Allerdings sind die Schlussfolgerungen sehr unterschiedlich: Die Bundesregierung wie auch der Bundespräsident folgern daraus, man müsse mehr in die Rüstung investieren, man müsse wehrfähig, bzw. wie der Verteidigungsminister deutlicher sagt, “kriegstüchtig” werden. Er geht sogar noch weiter und verlangt, dass wir bis 2029 kriegstüchtig sind (Befragung im Bundestag vom 5. Juni 2024).

Und das Neue daran ist, dass ganz unverhohlen die Gesellschaft auf Krieg eingeschworen wird, bis 2029. Aber Kriege gibt es seit tausenden von Jahren, und immer wurden neue Waffen erfunden und mehr Waffen beschafft, nur hat all das nie Kriege verhindert. Diese Politik ist rückwärts gewandt, sie fällt (wieder) zurück in die düstersten Zeiten der kriegerischen Konfrontation.

Es war schon immer so, dass imperiale Mächte ihre Macht mit Gewalt, notfalls auch mit Krieg sichern und ausweiten wollten. Und es war immer so, dass sie ihre Macht nicht freiwillig abgeben wollten. Und zur Kriegsvorbereitung musste immer ein Feindbild aufgebaut und zelebriert werden. Was also bitte ist daran neu?

In einem Beitrag vom Juli 2024 zum Physik Journal der Deutschen Physikalischen Gesellschaft schreibt Wolfgang Maier, man müsse in Fragen der Rüstungsforschung umdenken, um die bedrohte freiheitlich demokratische Grundordnung zu schützen. Und er führt weiter aus, dass die in den meisten europäischen Staaten praktizierte Trennung von ziviler und militärischer Forschung zu überdenken und aufzulösen sei. Insbesonders solle man die “deutlich spürbare Tabuisierung der militärischen Forschung überdenken”. Das sind wahrlich keine neue Ideen: die Trennung von ziviler und militärischer Forschung wurde eingeführt auf Grund der schrecklichen Erfahrungen des letzten grossen Weltkrieges: das Science Council of Japan hat im Jahr 1950 beschlossen, sich niemals auf wissenschaftliche Forschung zu Kriegszwecken einzulassen. Beim CERN, wo 2012 das Higgs Boson gefunden wurde, steht in der Convention von 1954 verankert, dass “es keine Forschung für militärische Anforderungen geben darf“, und am Helmholtz-Forschungszentrum DESY, das ebenfalls übereinen Teilchenbeschleuniger verfügt, legen die Leitlinien fest, dass „… die Forschung ausschließlich zivilen und friedlichen Zwecken dient“.

Ziel: Gib aus dem Text über Rüstung und Forschung das Stück Wort für Wort aus, das bei den Worten „Und das Neue“ anfängt und nach „der kriegerischen Konfrontation.“ endet. Die Zeilen danach sind eigenständiges Material und haben mit dem Text nichts zu tun.

(Einträge aus einem Zeige-Datensatz)

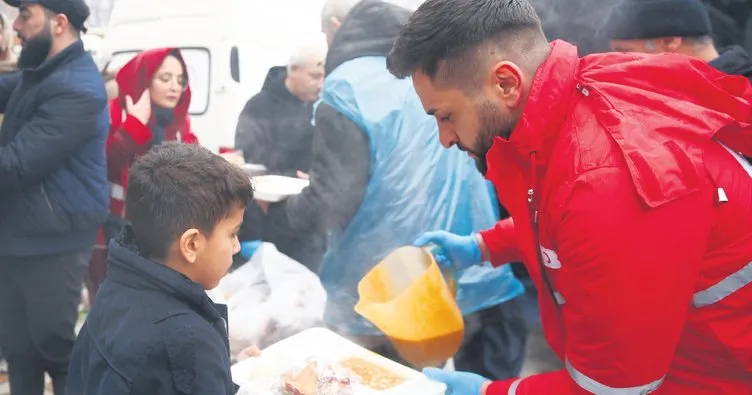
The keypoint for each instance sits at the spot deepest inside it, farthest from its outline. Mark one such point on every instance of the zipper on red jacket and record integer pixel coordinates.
(533, 210)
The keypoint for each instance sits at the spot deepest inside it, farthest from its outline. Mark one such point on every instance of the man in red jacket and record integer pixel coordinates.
(631, 205)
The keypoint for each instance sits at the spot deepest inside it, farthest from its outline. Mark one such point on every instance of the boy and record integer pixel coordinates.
(153, 329)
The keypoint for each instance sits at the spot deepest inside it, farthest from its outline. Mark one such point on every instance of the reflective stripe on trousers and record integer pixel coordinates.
(724, 288)
(597, 388)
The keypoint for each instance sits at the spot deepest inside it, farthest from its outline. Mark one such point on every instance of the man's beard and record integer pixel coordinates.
(492, 123)
(35, 50)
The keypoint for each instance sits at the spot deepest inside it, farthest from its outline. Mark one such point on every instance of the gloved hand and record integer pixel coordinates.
(248, 248)
(458, 383)
(457, 252)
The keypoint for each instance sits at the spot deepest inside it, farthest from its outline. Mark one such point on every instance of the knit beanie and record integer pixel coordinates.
(645, 19)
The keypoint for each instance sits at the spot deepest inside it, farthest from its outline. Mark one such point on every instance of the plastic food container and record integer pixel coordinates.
(254, 170)
(412, 301)
(276, 360)
(274, 189)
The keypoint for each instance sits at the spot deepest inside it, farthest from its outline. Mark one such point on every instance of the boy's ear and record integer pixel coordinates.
(190, 244)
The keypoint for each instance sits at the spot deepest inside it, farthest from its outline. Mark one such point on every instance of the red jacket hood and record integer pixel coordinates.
(134, 78)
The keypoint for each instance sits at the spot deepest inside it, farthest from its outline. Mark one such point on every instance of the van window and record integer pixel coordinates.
(198, 61)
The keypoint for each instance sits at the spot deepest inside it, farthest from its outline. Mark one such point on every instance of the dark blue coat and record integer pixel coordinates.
(151, 331)
(53, 171)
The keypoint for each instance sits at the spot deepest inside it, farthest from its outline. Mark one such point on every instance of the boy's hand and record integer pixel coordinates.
(248, 352)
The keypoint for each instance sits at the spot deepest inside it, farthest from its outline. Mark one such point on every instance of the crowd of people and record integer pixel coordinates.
(615, 188)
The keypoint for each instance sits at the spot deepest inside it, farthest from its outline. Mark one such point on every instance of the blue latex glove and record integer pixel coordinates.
(458, 252)
(458, 383)
(248, 248)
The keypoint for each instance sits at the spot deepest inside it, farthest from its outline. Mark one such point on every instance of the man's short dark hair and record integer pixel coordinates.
(176, 187)
(450, 39)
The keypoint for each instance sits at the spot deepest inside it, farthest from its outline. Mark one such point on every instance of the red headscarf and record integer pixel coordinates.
(136, 76)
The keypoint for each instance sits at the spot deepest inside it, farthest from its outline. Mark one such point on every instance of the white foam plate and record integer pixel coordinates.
(277, 359)
(273, 188)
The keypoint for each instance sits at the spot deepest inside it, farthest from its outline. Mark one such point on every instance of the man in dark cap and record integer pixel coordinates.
(681, 26)
(53, 189)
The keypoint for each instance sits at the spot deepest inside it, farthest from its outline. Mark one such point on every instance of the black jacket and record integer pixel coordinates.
(341, 157)
(275, 128)
(53, 176)
(150, 331)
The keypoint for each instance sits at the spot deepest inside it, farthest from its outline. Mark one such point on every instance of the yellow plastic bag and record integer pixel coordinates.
(407, 297)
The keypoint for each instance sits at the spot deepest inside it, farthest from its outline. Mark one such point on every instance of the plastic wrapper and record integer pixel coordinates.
(316, 376)
(269, 299)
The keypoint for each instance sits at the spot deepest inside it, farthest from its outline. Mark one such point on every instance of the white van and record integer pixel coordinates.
(228, 46)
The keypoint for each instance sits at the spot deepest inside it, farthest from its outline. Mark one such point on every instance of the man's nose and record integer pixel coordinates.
(447, 137)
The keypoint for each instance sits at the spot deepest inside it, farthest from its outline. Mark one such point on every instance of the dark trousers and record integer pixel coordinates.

Lösung:
Und das Neue daran ist, dass ganz unverhohlen die Gesellschaft auf Krieg eingeschworen wird, bis 2029. Aber Kriege gibt es seit tausenden von Jahren, und immer wurden neue Waffen erfunden und mehr Waffen beschafft, nur hat all das nie Kriege verhindert. Diese Politik ist rückwärts gewandt, sie fällt (wieder) zurück in die düstersten Zeiten der kriegerischen Konfrontation.